▶ Work to be completed
Copy the material below, swapping every "woman's" for "mother's" and keeping everything else unchanged.

▶ Information shown
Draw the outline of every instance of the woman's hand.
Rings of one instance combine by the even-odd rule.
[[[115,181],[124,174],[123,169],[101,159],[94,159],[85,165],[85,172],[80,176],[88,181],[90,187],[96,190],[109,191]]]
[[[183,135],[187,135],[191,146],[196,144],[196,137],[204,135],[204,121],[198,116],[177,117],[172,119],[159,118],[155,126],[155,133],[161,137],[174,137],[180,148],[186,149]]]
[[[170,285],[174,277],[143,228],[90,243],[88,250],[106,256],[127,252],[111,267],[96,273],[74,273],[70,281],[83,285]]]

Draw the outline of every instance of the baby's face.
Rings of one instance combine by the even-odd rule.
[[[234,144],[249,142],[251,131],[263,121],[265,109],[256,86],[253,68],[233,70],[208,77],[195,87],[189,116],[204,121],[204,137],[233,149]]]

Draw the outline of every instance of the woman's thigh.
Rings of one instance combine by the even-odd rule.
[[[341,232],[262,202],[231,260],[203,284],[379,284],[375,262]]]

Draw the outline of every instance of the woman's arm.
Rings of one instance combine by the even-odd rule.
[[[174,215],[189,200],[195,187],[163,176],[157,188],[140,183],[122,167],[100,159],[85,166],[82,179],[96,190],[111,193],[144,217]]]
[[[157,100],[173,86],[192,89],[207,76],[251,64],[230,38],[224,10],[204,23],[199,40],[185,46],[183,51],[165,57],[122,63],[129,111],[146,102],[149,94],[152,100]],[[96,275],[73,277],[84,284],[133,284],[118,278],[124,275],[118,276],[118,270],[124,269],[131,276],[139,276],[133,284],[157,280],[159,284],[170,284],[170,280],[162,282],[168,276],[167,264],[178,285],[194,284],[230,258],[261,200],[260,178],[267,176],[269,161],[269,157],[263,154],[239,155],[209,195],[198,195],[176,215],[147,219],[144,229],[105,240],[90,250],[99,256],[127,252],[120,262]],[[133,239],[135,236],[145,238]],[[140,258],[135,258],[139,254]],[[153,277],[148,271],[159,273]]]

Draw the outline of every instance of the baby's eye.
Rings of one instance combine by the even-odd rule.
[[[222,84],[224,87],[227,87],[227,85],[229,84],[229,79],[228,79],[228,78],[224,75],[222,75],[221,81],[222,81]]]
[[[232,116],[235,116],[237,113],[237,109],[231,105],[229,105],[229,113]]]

▶ Response to this task
Draw the outline of every instance of the mother's hand.
Rings of one instance combine by the even-odd rule.
[[[115,181],[124,174],[123,169],[101,159],[94,159],[85,165],[85,172],[80,176],[88,181],[90,187],[96,190],[109,191]]]
[[[183,135],[187,135],[191,146],[196,144],[196,137],[204,135],[204,121],[198,116],[177,117],[172,119],[159,118],[155,126],[155,133],[161,137],[174,137],[180,148],[186,149]]]
[[[170,285],[174,277],[143,228],[90,243],[88,250],[106,256],[127,252],[111,267],[96,273],[74,273],[70,281],[83,285]]]

Draw the outline of every instance of the baby's face.
Rings of one instance combine by the even-odd rule.
[[[234,144],[249,142],[251,131],[263,121],[265,109],[256,86],[253,68],[233,70],[208,77],[195,87],[189,116],[204,121],[204,137],[233,149]]]

Draw the outline of every instance of the mother's thigh.
Rings of one instance combine by the even-odd rule.
[[[341,232],[262,202],[231,260],[203,284],[379,284],[375,262]]]

Draw the outline of every instance of the mother's arm.
Rings of one instance combine by the even-odd rule.
[[[174,215],[189,200],[195,187],[163,176],[157,188],[140,183],[122,167],[100,159],[85,166],[82,179],[96,190],[111,193],[144,217]]]
[[[157,100],[173,86],[192,89],[207,76],[251,64],[230,38],[224,10],[204,23],[199,40],[185,46],[183,51],[165,57],[122,63],[129,111],[146,102],[149,94],[152,100]],[[96,275],[73,277],[84,284],[133,284],[118,278],[124,275],[118,276],[118,270],[124,269],[131,276],[139,276],[133,284],[157,280],[159,284],[170,284],[170,280],[162,282],[168,276],[167,264],[178,285],[194,284],[230,258],[261,200],[260,178],[267,176],[269,161],[269,157],[263,154],[239,155],[209,195],[198,195],[176,215],[147,219],[144,229],[105,240],[90,250],[99,256],[127,252],[120,262]],[[133,239],[135,236],[145,238]],[[140,258],[135,258],[139,254]],[[153,277],[148,271],[159,273]]]

Draw the outline of every instance of the baby's eye.
Rings of one instance combine by the even-odd rule.
[[[222,84],[224,87],[227,87],[227,85],[229,84],[229,79],[228,79],[228,78],[224,75],[222,75],[221,81],[222,81]]]
[[[232,116],[235,116],[237,113],[237,109],[231,105],[229,105],[229,113]]]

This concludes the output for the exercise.